### Instructions for the task:
Output exactly, please, the lines of the records below from the one containing "facade in the photograph above." through the final line.

### Input for this task:
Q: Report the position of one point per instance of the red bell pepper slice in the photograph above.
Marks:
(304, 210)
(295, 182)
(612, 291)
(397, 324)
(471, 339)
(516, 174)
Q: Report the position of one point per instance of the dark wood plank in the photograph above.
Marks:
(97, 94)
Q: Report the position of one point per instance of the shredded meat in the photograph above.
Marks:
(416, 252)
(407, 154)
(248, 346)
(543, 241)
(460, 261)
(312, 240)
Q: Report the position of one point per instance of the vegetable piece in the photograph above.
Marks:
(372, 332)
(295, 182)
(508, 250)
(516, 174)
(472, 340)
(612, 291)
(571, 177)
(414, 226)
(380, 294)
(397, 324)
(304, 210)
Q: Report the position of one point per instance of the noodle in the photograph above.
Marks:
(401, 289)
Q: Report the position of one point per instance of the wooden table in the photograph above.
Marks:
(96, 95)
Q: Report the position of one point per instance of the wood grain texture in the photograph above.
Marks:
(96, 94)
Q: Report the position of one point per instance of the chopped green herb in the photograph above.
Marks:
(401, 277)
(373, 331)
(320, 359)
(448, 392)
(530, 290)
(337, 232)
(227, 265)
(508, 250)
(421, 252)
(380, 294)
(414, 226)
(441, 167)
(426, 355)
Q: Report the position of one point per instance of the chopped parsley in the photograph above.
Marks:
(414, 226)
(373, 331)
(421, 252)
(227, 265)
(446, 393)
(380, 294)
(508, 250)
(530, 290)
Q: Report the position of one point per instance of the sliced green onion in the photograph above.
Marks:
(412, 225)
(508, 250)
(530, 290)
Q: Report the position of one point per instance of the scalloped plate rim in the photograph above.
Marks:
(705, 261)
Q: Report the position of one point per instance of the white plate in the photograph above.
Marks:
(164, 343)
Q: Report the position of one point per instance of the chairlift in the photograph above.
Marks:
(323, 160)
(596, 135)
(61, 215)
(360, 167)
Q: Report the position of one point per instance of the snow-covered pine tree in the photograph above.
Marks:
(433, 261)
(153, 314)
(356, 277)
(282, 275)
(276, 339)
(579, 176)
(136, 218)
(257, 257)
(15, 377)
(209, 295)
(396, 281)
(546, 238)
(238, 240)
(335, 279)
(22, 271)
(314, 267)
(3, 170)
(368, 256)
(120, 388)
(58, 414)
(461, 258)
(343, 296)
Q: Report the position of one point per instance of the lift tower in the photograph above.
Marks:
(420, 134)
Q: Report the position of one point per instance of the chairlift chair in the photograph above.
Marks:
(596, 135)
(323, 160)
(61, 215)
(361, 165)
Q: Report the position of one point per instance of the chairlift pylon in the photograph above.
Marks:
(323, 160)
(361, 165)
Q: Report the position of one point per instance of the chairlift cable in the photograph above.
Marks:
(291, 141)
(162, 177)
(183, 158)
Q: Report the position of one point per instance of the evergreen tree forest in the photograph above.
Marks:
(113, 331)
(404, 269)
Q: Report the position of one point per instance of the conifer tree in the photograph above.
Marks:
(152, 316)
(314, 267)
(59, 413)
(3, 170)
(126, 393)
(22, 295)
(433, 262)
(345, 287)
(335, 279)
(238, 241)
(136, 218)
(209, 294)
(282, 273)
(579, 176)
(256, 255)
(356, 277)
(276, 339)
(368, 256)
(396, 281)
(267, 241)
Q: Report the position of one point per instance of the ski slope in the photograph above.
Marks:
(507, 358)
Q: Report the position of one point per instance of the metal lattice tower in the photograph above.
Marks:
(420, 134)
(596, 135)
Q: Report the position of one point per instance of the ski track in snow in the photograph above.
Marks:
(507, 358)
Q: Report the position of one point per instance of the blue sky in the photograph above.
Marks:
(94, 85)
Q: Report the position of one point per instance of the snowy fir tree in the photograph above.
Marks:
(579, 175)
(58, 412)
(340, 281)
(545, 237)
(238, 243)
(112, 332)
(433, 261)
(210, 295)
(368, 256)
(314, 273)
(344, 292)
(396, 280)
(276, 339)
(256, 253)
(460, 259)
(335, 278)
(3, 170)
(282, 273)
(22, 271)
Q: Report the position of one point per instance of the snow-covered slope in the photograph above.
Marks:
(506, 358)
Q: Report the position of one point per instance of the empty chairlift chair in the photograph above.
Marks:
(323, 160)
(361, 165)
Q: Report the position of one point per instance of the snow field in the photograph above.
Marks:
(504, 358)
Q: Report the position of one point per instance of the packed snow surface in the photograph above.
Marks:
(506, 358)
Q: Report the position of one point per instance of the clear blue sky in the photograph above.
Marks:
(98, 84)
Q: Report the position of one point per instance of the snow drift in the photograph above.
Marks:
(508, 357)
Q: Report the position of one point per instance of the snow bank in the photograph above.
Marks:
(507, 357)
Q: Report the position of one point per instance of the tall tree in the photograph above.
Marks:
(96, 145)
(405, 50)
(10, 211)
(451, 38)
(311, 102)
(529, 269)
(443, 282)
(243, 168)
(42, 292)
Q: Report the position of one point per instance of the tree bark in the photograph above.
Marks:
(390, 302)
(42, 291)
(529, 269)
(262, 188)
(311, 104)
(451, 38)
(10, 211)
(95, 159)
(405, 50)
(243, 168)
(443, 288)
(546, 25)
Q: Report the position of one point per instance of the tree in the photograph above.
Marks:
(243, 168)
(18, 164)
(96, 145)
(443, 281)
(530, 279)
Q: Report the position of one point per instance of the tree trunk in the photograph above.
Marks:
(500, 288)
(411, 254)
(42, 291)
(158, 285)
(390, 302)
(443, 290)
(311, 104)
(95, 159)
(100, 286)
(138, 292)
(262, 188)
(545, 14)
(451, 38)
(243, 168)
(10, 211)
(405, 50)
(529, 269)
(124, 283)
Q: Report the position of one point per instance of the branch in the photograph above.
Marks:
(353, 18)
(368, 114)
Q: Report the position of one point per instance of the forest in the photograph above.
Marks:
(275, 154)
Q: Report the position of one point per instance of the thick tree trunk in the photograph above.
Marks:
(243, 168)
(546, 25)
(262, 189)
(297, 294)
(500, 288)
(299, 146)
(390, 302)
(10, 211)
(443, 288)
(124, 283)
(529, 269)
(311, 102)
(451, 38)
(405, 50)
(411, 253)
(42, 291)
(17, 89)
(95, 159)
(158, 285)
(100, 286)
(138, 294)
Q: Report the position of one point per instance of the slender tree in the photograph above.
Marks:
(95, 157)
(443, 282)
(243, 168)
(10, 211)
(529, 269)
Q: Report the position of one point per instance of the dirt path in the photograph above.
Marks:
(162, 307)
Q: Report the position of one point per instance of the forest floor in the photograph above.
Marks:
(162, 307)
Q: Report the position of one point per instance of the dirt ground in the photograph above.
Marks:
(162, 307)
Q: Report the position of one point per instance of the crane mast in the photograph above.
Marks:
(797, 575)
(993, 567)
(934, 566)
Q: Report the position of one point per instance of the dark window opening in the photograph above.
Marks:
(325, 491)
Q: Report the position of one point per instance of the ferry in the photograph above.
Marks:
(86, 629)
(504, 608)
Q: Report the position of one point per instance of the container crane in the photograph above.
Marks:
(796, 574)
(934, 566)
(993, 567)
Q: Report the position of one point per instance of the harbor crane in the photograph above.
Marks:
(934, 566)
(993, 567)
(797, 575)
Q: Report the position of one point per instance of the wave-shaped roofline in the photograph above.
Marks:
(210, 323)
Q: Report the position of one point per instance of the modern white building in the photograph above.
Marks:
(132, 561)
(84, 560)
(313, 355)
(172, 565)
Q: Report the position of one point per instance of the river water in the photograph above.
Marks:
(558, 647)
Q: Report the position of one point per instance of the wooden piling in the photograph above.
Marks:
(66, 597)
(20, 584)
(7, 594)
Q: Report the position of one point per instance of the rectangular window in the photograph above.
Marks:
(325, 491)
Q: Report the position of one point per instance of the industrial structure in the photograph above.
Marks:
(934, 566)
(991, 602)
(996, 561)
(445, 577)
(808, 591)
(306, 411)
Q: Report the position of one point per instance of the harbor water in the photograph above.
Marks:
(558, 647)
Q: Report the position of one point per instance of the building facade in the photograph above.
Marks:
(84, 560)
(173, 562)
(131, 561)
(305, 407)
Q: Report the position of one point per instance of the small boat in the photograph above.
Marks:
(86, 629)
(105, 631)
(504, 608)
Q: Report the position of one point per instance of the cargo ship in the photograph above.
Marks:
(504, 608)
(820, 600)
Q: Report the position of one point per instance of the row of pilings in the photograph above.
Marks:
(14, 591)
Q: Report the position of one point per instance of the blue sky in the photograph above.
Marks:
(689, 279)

### Final result:
Q: Report the position of one point per instance of the building facade in the photograph above.
Marks:
(84, 560)
(173, 562)
(131, 561)
(305, 407)
Q: Report the position of one point per instance of the small boat in the photograph above.
Marks:
(86, 629)
(105, 631)
(504, 608)
Q: Report the position of one point per instance of the cargo ship in the photograph above.
Marks:
(504, 608)
(820, 600)
Q: Report the position of one point per instance of the row of pilings in the photograph above.
Marks:
(14, 591)
Q: Report the position of one point per instance of the blue sky in the photograph above.
Marks:
(689, 279)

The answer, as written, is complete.